Please, Sir, May I Have Some Armor?
Published:
December 9, 2004

 We're used to hearing Defense Secretary Donald Rumsfeld answer questions about things that went wrong in Iraq by saying they went right. When he does that to reporters, it's annoying. When he does it to troops risking their lives in his failed test of bargain-basement warfare, it's outrageous.

Yesterday, Mr. Rumsfeld told soldiers at a staging area in Kuwait to ignore "the doubters" who say the escalating war is not going well. Then he invited the troops, some of them headed to their second combat tours, to ask him "tough questions." They evidently thought he meant it.

A National Guard scout from Tennessee asked why there was still an equipment shortage that forced units to scrounge for "hillbilly armor": "pieces of rusted scrap metal and compromised ballistic glass that's already been shot up, dropped, busted." When the cheering died down, Mr. Rumsfeld said that, really, there was plenty of armor and in any case, "all the armor in the world" might not save you from a roadside bomb.

About this exercise >>
In the editorial on troop armor, where was Mr. Rumsfeld when he spoke to the soldiers? Base your work on the editorial alone.

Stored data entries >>

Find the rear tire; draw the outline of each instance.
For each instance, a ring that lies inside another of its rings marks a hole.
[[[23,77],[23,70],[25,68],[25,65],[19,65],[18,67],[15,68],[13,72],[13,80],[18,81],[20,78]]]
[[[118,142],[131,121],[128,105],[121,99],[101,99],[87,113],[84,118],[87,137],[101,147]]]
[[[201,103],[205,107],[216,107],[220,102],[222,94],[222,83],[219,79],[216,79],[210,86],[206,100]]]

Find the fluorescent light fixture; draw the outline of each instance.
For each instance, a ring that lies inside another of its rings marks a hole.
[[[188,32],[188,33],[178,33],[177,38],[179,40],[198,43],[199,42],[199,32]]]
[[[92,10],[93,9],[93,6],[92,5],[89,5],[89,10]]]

Response to the task >>
At a staging area in Kuwait.